Given passage:

President-Dr. Benjamin S. Janney.
Vice-President-Dr. Arnold Naudain.

Counsellors-Drs. Uhler, Yardley and Hatfield.
Treasurer-Dr. M. B. Smith.

Secretary-Dr. Remington.

Reporting Secretaries-Drs. Townsend and Bryan.

The association has been judicious in the selection of gentlemen for its officers who are greatly respected in this community, and under such favourable auspices the best results must follow its organization.

RECORD OF MEDICAL SCIENCE.

Observations on the Employment of Compression in Aneurism. By O'BRYEN BELLINGHAM, M. D., F. R. C. S. I., one of the Medical Officers of St. Vincent's Hospital.

Mode in which Nature effects the cure of Aneurism.

When we consider how many writers have devoted their attention almost exclusively to the subject of aneurism, and how much talent has been engaged in illustrating its history, pathology, and treatment, it appears strange that the process which nature herself sets up for its cure should have been so much overlooked hitherto by surgeons; and although this process was daily, I may say, passing under their eyes, that the exact mode in which it was accomplished should have attracted but little attention, and no attempts should have been made to imitate or assist it.

Requirement A: Reproduce the journal excerpt from "President-Dr. Benjamin S." up to and including "Secretary-Dr. Remington.".
Requirement B: According to the journal excerpt, why does it seem strange that surgeons overlooked the process by which nature cures aneurism?

Data extract:
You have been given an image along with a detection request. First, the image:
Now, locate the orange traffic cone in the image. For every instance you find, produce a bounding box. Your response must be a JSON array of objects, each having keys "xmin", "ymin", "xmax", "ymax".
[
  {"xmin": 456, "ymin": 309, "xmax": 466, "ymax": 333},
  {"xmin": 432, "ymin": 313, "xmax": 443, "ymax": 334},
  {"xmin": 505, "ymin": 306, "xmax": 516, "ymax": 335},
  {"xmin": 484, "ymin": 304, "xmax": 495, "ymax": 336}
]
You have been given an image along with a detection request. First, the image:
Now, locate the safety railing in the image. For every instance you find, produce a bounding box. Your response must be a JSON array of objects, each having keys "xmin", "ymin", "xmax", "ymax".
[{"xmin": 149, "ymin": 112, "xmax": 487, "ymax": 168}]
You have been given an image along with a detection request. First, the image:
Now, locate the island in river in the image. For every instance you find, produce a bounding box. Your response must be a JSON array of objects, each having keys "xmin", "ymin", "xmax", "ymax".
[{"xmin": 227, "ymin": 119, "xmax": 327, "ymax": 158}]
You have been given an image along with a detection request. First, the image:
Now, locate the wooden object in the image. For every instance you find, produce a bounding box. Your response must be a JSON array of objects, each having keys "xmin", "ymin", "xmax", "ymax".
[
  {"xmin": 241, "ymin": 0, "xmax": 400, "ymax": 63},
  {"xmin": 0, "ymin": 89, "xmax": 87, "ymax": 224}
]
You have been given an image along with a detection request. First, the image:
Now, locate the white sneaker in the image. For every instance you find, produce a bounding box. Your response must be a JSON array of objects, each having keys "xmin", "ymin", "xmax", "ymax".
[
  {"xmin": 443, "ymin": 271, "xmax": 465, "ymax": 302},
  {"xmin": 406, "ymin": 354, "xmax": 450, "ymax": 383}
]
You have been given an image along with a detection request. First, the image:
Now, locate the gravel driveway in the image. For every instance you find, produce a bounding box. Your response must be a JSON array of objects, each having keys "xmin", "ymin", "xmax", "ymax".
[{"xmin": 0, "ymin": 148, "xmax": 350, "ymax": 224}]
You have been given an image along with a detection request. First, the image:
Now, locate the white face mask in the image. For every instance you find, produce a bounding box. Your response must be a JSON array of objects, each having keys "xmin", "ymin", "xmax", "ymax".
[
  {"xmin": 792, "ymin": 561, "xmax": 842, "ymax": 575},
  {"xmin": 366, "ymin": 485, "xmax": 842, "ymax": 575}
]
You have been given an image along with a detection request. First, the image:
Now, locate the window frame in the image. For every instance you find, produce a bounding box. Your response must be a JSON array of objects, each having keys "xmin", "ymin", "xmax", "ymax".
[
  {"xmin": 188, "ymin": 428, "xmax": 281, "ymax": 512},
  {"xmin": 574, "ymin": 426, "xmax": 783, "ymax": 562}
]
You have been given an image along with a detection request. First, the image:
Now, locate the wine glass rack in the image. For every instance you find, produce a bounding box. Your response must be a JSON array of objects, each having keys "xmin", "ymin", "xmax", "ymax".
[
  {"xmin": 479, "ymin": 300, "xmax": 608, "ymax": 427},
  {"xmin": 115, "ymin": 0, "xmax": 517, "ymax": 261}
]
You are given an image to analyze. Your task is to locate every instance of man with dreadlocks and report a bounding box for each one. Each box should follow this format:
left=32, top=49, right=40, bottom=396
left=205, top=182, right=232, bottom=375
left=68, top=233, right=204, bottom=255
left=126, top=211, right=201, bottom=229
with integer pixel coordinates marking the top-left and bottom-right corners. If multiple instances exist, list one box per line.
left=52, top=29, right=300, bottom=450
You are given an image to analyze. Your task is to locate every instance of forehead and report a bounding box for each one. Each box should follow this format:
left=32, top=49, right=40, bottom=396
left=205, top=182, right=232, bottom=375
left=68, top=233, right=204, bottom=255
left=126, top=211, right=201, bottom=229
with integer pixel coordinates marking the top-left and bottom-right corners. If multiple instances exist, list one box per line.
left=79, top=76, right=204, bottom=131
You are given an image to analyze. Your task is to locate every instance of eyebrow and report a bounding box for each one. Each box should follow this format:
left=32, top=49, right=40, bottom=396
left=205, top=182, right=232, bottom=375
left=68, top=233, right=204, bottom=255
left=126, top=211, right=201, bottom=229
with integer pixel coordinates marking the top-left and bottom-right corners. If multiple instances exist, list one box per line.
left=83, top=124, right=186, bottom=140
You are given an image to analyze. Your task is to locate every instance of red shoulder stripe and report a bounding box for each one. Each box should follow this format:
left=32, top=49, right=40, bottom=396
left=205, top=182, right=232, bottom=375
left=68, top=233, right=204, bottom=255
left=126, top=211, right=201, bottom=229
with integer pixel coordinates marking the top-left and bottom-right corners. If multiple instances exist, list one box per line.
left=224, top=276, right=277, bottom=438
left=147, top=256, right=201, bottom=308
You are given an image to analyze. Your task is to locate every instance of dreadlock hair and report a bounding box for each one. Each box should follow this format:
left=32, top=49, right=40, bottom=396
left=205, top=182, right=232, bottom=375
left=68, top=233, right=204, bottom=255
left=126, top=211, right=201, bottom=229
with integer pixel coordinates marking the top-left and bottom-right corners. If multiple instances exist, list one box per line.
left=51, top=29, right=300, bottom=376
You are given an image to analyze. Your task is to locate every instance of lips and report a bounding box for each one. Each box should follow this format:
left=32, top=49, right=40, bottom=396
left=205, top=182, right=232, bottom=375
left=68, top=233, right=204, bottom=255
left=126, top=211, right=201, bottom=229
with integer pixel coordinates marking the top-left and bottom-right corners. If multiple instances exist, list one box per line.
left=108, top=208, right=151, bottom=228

Answer A:
President-Dr. Benjamin S. Janney.
Vice-President-Dr. Arnold Naudain.

Counsellors-Drs. Uhler, Yardley and Hatfield.
Treasurer-Dr. M. B. Smith.

Secretary-Dr. Remington.

Answer B: Many writers had focused almost entirely on aneurism, and much talent had gone into describing its history, pathology and treatment. The process was also passing under surgeons' eyes almost daily. Still, little attention went to how it worked, and no one tried to imitate or assist it.